**Exercise:**
Reproduce all of the rows below, requests included, and add 47 to every coordinate in the answer points, leaving the requests and their sample points unchanged. Omit the pictures from your output.

--- start of Data for this task ---

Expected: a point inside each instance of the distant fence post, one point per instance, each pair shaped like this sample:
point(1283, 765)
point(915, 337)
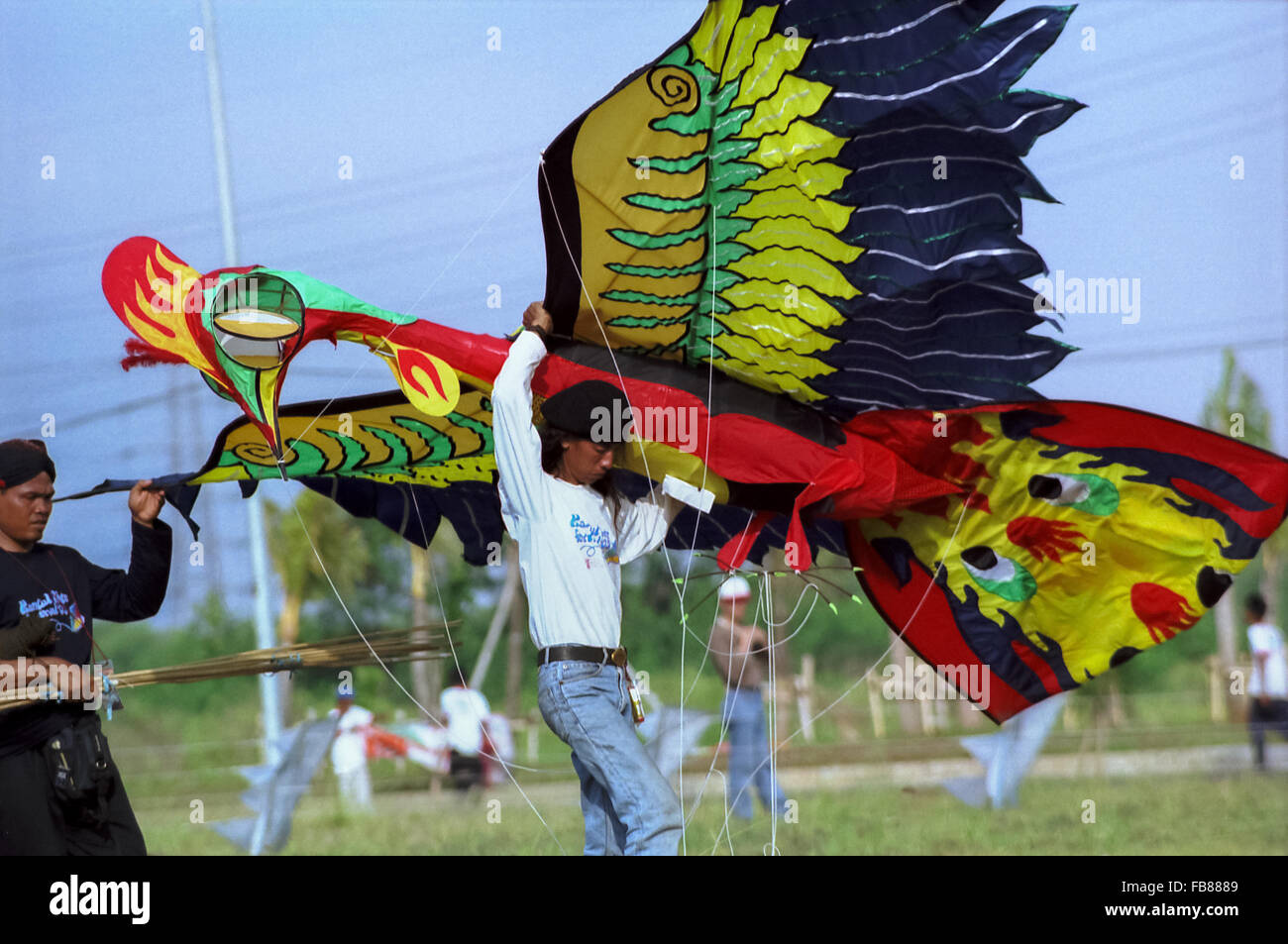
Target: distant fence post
point(876, 706)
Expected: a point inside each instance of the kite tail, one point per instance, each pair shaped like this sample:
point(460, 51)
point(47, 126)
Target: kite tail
point(1089, 535)
point(143, 355)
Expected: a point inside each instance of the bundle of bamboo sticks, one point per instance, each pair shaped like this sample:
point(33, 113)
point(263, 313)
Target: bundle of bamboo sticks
point(395, 646)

--- end of Data for this task ---

**Written response:**
Expected: a point inside each instance of the distant fence post, one point per instance, each pair shaped like this sample:
point(1283, 765)
point(915, 337)
Target: distant fence post
point(923, 753)
Expected: a point inside each instance of the kite tail, one point per instance, each pair shaped like this sample:
point(460, 51)
point(47, 126)
Target: kite tail
point(1136, 582)
point(190, 402)
Expected: a point inside each instance of the bundle of bamboo sticks, one point per instance, each pair shaped like this sample:
point(33, 113)
point(263, 313)
Target: bundle of bamboo sticks
point(442, 693)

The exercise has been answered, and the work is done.